• [Source data]:
+ + + + +

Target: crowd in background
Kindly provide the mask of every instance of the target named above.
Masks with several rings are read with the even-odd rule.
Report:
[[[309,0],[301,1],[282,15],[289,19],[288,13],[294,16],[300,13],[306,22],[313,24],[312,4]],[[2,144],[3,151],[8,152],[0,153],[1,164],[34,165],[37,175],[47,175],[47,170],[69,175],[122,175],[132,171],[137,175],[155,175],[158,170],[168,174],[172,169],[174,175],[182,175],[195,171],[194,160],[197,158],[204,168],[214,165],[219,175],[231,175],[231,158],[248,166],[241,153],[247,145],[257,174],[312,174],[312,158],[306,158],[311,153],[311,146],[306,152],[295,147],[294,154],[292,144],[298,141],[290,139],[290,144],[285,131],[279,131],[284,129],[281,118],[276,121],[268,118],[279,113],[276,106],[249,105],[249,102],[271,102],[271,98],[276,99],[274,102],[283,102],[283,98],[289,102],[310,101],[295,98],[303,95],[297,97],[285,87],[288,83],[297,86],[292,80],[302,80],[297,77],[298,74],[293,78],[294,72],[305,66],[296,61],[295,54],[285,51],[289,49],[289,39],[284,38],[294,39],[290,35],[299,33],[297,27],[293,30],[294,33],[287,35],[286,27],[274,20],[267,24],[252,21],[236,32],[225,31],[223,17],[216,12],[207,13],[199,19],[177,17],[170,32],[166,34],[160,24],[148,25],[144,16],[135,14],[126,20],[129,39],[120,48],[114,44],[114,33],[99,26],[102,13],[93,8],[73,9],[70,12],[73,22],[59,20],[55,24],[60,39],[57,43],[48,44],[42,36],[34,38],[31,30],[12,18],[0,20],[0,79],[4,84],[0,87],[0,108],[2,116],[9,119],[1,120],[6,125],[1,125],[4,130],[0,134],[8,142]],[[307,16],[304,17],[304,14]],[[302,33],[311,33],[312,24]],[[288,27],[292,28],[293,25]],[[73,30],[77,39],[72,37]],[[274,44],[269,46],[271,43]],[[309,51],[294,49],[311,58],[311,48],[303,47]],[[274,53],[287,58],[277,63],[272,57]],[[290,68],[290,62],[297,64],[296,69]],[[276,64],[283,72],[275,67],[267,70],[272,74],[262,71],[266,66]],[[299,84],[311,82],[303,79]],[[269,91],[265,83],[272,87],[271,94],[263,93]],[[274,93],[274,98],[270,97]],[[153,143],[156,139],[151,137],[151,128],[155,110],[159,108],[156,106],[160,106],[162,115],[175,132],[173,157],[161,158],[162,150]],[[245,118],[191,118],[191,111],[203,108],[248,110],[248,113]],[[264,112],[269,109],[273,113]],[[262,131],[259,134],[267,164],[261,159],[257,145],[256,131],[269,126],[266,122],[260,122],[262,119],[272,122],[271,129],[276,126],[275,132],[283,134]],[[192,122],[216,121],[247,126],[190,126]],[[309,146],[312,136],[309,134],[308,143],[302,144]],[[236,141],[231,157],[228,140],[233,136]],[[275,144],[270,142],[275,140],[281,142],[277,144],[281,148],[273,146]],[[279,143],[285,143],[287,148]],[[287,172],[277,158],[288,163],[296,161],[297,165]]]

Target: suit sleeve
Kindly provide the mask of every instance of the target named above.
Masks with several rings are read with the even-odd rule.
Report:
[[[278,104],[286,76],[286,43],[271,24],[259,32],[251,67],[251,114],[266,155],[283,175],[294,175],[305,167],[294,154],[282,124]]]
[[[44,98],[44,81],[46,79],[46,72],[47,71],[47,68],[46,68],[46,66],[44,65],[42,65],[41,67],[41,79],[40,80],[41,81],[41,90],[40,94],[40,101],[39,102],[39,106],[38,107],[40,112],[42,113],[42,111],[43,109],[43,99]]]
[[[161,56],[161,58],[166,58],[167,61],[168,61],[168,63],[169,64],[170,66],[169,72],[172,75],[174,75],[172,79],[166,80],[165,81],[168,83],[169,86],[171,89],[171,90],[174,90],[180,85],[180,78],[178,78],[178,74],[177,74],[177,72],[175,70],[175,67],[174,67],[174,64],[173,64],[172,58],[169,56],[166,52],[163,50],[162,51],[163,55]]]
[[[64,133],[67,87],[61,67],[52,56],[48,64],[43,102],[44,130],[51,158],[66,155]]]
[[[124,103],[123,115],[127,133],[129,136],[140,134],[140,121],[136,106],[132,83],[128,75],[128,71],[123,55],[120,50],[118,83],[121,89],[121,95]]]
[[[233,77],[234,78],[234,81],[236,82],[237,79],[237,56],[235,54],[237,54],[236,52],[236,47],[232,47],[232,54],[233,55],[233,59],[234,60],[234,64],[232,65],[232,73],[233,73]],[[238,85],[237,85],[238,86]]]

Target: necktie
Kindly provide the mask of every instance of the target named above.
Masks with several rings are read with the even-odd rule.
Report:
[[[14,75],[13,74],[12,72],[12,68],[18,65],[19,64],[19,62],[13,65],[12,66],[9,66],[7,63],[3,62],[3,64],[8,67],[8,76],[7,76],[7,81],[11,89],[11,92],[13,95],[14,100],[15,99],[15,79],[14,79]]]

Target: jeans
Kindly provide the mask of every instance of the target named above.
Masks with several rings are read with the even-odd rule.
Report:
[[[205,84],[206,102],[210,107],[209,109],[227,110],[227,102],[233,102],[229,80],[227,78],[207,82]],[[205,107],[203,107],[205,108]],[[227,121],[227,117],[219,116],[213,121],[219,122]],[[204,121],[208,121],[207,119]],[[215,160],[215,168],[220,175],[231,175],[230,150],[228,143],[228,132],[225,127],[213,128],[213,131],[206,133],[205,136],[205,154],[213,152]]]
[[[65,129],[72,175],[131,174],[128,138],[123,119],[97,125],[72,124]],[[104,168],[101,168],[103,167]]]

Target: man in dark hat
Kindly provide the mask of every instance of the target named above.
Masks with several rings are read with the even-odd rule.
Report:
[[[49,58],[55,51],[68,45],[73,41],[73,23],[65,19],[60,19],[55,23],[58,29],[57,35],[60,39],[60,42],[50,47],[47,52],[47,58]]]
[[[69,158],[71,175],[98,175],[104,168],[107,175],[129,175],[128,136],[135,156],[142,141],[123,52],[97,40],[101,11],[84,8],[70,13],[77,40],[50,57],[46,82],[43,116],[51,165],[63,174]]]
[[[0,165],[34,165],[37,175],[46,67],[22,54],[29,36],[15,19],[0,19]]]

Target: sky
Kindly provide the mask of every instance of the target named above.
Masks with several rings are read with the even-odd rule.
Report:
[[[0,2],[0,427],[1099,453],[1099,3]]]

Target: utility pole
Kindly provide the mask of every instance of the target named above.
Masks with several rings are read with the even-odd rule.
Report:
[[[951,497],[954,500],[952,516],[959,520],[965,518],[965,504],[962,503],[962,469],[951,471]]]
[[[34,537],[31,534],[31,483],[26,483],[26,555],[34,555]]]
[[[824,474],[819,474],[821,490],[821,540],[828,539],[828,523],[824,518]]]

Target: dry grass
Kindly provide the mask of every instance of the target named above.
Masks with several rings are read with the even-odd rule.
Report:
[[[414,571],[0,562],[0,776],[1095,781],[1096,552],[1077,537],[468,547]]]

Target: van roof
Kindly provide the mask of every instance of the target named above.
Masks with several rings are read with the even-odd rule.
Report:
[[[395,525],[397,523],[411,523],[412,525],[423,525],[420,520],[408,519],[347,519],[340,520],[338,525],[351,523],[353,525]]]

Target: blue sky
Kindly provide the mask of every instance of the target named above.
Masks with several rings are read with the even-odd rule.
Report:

+ + + + +

• [TASK STATEMENT]:
Copy the material again, from the line that contains "Target: man in dark hat" through the line that contains "[[[0,2],[0,427],[1099,453],[1099,3]]]", keeping the requests unchanged. Adjust every coordinate in the answers by -97.

• [OUTPUT OF THE EXERCISE]:
Target: man in dark hat
Kindly provide the mask of every instance of the target named above.
Masks with several rings are read with the even-odd rule.
Report:
[[[-48,-39],[-42,-46],[-29,-52],[-24,-56],[-24,-74],[-32,-78],[-37,-78],[-42,-74],[-39,-68],[-40,-62],[-37,-58],[-37,-55],[-47,-50],[-50,-45],[-50,-39]]]
[[[-28,61],[-26,78],[1,78],[7,71],[10,78],[32,78],[31,39],[38,59],[45,44],[26,-45],[0,-57],[4,-86],[-13,-89],[-27,-84],[-20,-57],[-47,-40],[-51,-15],[-54,19],[-46,68],[-34,77]]]
[[[-97,68],[-63,68],[-60,78],[-51,-30],[-75,-43],[-68,-61],[-82,-78],[-97,-78]]]

Target: sky
Kindly provide the mask of every instance of the target named above.
Masks with several rings are read with the even-odd rule.
Report:
[[[-97,-95],[-97,330],[1002,356],[1002,-94]]]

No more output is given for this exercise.